• _YOUR OBJECTIVE_:
Reproduce all records word for word.

• _RECORDS SUPPLIED_:
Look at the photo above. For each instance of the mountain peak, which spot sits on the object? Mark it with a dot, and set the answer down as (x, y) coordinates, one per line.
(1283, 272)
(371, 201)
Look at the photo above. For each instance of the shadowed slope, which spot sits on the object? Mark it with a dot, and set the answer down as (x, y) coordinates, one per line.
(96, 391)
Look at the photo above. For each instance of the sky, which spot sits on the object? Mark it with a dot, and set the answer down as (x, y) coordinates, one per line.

• _OUTPUT FOR THIS EXERCISE_:
Look at the photo above. For each instance of the mountain peak, which spot sits on the object? Mark it with a dot, and set the answer down as (x, y) coordinates, one per line.
(1283, 272)
(371, 201)
Look at the photo above. For each instance of the shadowed slope, which spot sits on the object? Mark it with a dot, and set the answer down as (x, y) coordinates, one per line.
(96, 391)
Look at the photo above. For each instance of the sky, which spot sits on the object? Mark it with a dot, and set the answer down as (x, y) coordinates, one per line.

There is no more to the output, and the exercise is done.